======== MATERIAL PROVIDED

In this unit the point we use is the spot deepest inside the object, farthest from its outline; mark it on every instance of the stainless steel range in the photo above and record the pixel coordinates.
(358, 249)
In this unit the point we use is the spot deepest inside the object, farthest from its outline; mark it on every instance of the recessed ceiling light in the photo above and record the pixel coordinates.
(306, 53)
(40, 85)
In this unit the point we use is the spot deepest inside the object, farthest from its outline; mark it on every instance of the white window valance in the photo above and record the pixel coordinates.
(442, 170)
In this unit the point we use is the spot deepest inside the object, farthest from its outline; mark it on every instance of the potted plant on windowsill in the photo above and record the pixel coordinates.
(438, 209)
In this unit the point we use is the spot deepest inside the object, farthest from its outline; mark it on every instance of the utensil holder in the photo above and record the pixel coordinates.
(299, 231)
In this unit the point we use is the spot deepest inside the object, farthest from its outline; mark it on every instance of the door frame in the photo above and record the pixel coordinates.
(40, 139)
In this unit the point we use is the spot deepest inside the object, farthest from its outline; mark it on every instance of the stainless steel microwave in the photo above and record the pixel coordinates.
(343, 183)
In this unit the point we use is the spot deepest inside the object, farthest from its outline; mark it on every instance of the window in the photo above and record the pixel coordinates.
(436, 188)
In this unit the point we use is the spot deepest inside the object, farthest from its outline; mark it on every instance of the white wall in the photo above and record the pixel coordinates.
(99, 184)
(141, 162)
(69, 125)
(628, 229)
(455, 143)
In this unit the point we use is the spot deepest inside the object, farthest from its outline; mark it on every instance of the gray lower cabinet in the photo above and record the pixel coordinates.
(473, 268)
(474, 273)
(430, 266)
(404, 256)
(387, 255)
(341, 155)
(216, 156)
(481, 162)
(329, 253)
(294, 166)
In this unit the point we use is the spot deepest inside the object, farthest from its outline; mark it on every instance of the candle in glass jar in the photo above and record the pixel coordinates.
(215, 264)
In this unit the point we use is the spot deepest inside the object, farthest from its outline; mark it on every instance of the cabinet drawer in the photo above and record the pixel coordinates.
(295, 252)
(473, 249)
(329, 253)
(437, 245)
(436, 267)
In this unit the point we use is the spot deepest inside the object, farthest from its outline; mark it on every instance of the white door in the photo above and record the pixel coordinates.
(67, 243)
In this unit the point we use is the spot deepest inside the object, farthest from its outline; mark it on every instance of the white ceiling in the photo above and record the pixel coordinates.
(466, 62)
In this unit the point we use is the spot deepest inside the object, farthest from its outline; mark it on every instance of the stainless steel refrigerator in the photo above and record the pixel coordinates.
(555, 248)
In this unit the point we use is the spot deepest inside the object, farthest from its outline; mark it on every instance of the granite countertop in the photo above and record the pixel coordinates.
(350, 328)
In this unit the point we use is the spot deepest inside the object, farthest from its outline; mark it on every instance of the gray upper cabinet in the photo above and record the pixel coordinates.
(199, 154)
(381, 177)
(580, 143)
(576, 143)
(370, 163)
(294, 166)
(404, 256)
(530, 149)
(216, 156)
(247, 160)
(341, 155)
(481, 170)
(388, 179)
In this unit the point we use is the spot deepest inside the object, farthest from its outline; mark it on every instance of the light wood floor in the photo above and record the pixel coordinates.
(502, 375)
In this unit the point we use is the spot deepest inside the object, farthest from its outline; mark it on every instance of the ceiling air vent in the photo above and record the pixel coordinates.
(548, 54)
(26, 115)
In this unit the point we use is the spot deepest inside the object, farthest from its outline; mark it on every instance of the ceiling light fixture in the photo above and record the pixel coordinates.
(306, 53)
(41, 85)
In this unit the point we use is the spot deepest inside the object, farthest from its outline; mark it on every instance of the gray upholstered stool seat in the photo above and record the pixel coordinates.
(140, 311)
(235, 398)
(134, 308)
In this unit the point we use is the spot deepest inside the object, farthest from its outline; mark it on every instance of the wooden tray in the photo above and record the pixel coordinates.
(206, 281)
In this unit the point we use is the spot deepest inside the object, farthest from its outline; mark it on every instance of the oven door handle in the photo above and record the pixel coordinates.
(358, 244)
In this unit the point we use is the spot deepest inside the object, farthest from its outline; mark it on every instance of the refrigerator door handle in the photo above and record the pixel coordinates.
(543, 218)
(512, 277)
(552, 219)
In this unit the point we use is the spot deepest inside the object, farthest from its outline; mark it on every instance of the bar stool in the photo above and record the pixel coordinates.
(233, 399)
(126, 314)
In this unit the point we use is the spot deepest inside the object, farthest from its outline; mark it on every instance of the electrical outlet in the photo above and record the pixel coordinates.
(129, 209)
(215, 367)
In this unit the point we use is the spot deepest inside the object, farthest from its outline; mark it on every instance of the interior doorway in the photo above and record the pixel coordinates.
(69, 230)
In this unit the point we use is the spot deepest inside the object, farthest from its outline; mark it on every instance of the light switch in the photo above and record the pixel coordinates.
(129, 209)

================

EXERCISE DIRECTIONS
Reproduce the final stretch of the data above: every line from the one holding "of the interior" through the end, inclusive, exactly as written and nothing else.

FINAL ANSWER
In this unit the point we use is the spot deepest inside the object, farthest from its outline; mark it on every instance of the interior doorway in the photo above and record the pixel coordinates.
(69, 230)
In this unit the point we use is the spot deepest inside the object, farthest from its outline; mark it on every instance of the light switch in the photo above and record the pixel coordinates.
(129, 209)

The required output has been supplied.